→ Page extract
- - - - - - -

State v. Satiacum
Annotate this Case80 Wn.2d 492 (1972)
495 P.2d 1035
THE STATE OF WASHINGTON, Respondent, v. ROBERT SATIACUM, Appellant.
No. 42184.
The Supreme Court of Washington, En Banc.
April 13, 1972.
*493 Jack E. Tanner, for appellant.
Ronald L. Hendry, Prosecuting Attorney, Joseph D. Mladinov, Special Counsel, and Eugene G. Olson, Chief Criminal Deputy, for respondent.
FINLEY, J.
This is an appeal from a conviction for the wasting of food fish in violation of RCW 75.12.120. On July 29, 1970, Robert Satiacum, a member of the Puyallup Indian Tribe, was arrested while fishing in the Puyallup River Salmon Preserve. He was subsequently charged with (1) possessing salmon taken from a salmon preserve for commercial purposes, (2) unlawful waste or destruction of food fish, prohibited by RCW 75.12.120, and (3) unlawfully carrying a firearm. At trial, the court granted defendant Satiacum's motion to dismiss charges (1) and (3), but denied the motion as to charge (2). Defendant also moved to suppress any and all evidence against him and to dismiss the information on the ground that the trial court lacked jurisdiction in the matter. Both motions were denied. The jury found the defendant guilty of unlawful waste or destruction of food fish. On November 17, 1970, the trial court denied defendant's motion for a new trial and imposed sentence, fining Mr. Satiacum $75 and court costs. He has appealed.

- - - - - - -

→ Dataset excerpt
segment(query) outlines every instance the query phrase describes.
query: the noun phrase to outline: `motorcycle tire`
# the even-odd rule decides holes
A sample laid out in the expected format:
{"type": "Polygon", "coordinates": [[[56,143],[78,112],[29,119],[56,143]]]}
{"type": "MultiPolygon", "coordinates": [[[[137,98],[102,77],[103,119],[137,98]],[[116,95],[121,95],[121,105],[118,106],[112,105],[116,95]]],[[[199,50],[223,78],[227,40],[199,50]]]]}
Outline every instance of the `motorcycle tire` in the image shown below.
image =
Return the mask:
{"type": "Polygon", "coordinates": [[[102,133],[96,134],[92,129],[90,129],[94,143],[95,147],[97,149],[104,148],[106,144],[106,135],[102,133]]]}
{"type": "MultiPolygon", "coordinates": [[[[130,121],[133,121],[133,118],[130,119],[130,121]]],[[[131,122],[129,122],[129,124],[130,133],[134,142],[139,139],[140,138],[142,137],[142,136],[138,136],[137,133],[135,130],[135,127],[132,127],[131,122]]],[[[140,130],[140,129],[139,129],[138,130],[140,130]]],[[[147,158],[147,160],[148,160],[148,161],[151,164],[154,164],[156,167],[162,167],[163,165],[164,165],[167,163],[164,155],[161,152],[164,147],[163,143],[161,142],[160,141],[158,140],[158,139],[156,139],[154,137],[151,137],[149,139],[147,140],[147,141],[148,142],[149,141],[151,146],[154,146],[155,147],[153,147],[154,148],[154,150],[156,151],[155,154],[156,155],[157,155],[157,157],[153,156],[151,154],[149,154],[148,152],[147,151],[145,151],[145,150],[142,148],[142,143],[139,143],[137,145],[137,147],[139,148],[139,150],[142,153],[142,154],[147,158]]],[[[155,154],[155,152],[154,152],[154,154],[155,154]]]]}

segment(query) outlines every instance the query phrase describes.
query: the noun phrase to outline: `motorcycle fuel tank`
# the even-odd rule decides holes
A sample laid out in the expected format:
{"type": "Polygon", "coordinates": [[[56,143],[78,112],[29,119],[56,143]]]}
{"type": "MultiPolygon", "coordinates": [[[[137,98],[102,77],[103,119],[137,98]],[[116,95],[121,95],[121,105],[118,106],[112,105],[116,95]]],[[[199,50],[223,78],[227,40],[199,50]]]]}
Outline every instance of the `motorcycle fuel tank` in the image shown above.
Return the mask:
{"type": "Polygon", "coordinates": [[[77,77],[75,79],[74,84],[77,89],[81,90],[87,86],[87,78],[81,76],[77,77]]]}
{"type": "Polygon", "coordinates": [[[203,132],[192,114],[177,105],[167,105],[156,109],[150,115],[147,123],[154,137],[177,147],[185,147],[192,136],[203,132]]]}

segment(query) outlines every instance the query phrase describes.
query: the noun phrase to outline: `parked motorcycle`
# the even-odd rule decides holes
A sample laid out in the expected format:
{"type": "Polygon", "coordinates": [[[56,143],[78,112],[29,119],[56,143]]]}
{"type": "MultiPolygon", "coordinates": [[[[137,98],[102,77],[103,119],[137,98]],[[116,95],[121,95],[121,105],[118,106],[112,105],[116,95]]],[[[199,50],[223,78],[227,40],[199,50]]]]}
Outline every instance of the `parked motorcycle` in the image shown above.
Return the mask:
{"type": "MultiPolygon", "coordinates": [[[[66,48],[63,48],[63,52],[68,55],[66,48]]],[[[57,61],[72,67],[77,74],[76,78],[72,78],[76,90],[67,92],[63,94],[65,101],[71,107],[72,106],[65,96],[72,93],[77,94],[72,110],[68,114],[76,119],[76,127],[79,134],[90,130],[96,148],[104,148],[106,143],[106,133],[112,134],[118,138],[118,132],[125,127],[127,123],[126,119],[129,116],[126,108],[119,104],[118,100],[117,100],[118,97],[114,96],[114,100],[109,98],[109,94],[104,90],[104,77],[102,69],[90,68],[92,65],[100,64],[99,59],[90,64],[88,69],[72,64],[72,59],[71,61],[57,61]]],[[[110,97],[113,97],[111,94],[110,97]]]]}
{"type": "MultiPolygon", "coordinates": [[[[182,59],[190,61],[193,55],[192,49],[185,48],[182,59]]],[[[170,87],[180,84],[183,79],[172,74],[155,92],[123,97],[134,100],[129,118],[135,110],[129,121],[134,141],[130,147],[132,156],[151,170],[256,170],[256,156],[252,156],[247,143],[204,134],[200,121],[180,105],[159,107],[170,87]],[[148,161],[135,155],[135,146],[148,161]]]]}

- - - - - - -

→ Task set
1 - From the court opinion at the top of the page, reproduce the passage starting at "April 13, 1972." up to and including "Deputy, for respondent.".
2 - According to the court opinion, what fine did the trial court impose on Robert Satiacum?

→ Solutions for each task
1 -
April 13, 1972.
*493 Jack E. Tanner, for appellant.
Ronald L. Hendry, Prosecuting Attorney, Joseph D. Mladinov, Special Counsel, and Eugene G. Olson, Chief Criminal Deputy, for respondent.

2 - $75 and court costs.